(Goal) Rewrite every row below, requests included, and increase each coordinate in the answers by 102, leaving the requests and their sample layouts unchanged. Omit the pictures from your output.

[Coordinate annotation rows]

--------------------------------

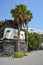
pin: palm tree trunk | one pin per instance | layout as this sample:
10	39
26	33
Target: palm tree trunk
18	44
27	37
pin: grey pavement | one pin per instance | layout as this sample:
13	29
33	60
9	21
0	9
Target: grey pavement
33	58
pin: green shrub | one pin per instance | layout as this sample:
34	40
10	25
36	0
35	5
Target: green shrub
18	54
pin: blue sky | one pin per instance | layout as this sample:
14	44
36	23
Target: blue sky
35	6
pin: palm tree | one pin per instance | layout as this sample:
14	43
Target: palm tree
21	16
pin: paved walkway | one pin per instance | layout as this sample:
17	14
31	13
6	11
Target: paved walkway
33	58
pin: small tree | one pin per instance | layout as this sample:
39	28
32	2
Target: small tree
21	16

--------------------------------

(The result)
pin: palm tree trunk | one pin per instance | layout as this sample:
10	39
26	33
Target: palm tree trunk
120	146
129	139
pin: grey pavement | one pin per instance | layout as this sample:
13	29
33	60
9	21
0	9
Target: grey pavement
135	160
pin: green shrub | one pin per instance | layout as this sample:
34	40
10	25
36	0
35	5
Target: green shrub
120	156
pin: blue sky | one pin per instance | layout as this sample:
14	44
36	23
Target: blue sky
137	108
pin: palm tree | one pin per instance | layout as this sample:
14	43
Target: palm tree
123	118
pin: paved walkway | one pin per instance | layout as this sample:
17	14
31	13
6	11
Target: paved walkway
135	160
pin: small tree | one pin per instance | layout as this sample:
39	28
32	2
Target: small tree
123	118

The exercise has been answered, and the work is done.